───── RECORDS SHOWN

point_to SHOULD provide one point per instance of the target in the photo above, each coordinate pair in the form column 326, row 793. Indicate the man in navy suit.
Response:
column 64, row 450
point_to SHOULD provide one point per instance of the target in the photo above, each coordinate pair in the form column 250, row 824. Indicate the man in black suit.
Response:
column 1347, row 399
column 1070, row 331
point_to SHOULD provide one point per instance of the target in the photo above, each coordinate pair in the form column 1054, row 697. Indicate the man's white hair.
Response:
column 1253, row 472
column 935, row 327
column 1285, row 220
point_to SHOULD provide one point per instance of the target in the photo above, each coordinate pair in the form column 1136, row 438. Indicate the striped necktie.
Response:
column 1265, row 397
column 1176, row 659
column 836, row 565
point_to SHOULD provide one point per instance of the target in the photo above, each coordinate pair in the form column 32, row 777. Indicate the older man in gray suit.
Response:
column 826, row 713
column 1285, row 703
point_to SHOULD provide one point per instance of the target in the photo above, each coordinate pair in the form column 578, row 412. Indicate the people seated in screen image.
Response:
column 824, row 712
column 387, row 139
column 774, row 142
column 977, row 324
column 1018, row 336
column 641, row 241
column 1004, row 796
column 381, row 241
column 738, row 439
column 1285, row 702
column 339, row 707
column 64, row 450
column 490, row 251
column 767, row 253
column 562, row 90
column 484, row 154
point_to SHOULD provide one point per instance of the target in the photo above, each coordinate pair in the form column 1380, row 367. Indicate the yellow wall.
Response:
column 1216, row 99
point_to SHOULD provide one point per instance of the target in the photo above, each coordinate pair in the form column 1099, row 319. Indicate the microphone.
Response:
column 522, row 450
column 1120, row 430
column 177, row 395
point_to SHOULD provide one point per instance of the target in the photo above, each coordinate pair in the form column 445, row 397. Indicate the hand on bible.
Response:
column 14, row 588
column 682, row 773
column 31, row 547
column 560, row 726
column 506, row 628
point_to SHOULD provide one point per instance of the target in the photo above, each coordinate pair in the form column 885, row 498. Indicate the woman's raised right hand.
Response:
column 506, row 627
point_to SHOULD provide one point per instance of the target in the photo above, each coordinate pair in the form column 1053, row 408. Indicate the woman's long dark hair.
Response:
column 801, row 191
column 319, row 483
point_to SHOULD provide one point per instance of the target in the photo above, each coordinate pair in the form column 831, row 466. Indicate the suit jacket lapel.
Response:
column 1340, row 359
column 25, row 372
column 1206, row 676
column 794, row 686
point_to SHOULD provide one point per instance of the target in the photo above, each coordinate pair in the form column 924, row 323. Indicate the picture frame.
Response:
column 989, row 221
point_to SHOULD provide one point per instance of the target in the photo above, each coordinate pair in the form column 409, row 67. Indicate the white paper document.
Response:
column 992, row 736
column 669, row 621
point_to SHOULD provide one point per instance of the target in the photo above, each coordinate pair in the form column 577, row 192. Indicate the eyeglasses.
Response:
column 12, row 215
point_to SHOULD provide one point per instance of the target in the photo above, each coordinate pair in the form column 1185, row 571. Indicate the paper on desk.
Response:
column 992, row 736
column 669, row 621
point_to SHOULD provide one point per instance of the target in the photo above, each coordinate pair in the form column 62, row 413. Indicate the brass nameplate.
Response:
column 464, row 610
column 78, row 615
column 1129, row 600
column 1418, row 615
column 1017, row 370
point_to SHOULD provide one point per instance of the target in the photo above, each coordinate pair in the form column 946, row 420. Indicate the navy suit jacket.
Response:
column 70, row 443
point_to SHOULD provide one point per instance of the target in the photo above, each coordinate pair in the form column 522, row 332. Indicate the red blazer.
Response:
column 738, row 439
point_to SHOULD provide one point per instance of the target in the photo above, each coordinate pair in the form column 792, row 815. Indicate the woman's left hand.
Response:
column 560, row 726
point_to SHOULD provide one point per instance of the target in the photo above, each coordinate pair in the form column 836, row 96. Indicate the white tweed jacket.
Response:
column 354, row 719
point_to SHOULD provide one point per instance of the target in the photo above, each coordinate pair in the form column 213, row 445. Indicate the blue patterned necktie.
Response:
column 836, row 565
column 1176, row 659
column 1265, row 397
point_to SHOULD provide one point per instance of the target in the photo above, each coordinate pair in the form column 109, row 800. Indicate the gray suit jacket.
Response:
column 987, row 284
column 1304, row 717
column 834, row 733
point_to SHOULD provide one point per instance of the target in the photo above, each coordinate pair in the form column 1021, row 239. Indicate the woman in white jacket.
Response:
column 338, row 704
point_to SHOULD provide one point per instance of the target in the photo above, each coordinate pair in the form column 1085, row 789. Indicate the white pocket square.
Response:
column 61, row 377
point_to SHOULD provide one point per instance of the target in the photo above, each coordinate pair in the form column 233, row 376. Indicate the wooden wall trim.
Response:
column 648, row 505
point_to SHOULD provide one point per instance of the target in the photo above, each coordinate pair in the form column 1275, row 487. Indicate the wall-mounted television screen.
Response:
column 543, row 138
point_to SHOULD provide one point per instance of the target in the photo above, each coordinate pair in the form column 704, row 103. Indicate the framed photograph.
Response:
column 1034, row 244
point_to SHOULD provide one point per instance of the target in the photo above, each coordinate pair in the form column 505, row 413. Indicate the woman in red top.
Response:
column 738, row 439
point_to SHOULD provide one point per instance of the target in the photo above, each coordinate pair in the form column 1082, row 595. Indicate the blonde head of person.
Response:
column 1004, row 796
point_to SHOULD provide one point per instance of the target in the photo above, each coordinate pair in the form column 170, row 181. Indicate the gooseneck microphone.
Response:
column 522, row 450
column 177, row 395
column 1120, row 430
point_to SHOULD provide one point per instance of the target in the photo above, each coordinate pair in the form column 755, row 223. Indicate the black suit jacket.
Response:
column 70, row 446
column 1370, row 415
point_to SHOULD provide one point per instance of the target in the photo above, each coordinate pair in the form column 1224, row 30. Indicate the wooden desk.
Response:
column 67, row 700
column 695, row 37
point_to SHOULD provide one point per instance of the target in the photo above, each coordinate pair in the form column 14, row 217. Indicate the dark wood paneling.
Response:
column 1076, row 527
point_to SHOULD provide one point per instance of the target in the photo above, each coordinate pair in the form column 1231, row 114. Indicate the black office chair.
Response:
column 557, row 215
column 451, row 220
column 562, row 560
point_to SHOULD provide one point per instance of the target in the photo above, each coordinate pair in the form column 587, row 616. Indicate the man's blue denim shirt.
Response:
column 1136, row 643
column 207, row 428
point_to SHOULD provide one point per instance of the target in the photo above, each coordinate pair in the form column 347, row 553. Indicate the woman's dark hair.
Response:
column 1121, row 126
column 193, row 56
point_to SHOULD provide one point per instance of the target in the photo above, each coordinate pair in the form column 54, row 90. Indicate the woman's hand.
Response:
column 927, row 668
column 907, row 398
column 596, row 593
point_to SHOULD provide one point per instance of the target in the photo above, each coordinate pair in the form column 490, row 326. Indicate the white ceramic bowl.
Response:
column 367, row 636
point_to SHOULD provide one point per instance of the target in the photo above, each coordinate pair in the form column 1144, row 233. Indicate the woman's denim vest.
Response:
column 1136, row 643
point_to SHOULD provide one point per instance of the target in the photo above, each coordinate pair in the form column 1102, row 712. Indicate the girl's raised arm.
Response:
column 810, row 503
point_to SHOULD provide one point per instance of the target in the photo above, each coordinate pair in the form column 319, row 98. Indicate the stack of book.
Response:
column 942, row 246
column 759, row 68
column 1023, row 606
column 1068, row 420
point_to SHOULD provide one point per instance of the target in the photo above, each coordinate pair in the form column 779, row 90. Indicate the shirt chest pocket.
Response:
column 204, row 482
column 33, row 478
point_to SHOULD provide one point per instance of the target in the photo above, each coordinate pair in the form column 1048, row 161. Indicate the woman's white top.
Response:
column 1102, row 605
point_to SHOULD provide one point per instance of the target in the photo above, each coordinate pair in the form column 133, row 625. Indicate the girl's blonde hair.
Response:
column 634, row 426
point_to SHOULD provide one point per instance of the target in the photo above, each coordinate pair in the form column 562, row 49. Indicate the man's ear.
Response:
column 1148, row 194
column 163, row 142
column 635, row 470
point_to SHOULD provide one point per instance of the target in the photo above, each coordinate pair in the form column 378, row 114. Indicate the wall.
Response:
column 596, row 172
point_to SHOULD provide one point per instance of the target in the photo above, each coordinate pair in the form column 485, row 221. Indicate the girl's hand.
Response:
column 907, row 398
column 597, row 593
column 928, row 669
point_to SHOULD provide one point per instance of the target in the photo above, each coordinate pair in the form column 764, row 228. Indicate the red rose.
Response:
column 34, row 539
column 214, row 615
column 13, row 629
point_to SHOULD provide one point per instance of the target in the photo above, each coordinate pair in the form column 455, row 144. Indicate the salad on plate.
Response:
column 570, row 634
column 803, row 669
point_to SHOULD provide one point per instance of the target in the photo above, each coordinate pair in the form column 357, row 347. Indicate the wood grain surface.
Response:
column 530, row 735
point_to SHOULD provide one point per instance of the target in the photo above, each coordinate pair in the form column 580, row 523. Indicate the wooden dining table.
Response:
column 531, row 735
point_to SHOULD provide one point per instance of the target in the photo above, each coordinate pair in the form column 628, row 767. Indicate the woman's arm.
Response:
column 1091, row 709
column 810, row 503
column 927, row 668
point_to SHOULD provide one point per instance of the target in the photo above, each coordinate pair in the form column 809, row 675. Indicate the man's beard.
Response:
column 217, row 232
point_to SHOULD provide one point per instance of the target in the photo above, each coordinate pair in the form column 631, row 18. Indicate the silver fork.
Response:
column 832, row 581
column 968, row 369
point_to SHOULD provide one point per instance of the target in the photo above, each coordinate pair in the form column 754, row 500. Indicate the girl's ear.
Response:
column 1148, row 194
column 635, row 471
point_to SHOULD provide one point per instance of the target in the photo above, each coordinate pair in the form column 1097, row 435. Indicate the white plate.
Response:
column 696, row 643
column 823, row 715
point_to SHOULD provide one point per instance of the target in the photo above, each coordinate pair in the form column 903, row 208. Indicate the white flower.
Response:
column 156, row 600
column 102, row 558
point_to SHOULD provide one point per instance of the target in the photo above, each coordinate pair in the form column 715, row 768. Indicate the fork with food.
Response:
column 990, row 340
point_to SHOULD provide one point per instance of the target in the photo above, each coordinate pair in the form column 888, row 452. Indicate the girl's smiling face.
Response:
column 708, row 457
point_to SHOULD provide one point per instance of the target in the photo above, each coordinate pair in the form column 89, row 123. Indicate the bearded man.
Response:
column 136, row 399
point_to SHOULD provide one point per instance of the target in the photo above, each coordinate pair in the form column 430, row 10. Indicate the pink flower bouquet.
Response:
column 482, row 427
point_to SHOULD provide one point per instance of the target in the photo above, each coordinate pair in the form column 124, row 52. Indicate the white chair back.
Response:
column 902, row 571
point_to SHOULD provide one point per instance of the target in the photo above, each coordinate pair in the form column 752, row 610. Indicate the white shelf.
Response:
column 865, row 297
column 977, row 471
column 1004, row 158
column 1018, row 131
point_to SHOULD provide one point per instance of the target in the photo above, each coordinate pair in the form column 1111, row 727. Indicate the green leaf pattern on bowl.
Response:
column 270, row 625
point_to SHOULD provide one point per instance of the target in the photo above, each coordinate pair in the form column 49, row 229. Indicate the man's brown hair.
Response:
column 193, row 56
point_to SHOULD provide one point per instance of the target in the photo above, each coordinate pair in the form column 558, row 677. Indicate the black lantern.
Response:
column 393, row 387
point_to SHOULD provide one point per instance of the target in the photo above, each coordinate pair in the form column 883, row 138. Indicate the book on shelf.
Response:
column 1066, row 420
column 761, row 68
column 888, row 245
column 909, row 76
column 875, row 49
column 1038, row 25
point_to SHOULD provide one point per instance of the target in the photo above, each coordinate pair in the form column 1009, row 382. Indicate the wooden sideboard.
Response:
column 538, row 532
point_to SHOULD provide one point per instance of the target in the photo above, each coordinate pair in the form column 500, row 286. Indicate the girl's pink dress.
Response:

──────────

*YOUR OBJECTIVE:*
Update the lines from the line with "navy suit jacket." to the line with "column 354, row 719" by changing "Response" to "Reply", leaving all else unchanged.

*ANSWER TO THIS EXERCISE:*
point_to SHOULD provide one point per instance of the target in the photo above, each coordinate pair in the form column 946, row 420. Indicate the navy suit jacket.
Reply:
column 70, row 443
point_to SHOULD provide one point per instance of the target in the photo above, each coordinate pair in the form column 522, row 332. Indicate the red blazer.
Reply:
column 738, row 439
point_to SHOULD provide one point per instance of the target in the photo above, each coordinate pair in the form column 792, row 815. Indicate the woman's left hand.
Reply:
column 560, row 726
point_to SHOULD provide one point per instance of the target in the photo above, each coordinate pair in the form column 836, row 96. Indicate the white tweed jacket.
Reply:
column 354, row 719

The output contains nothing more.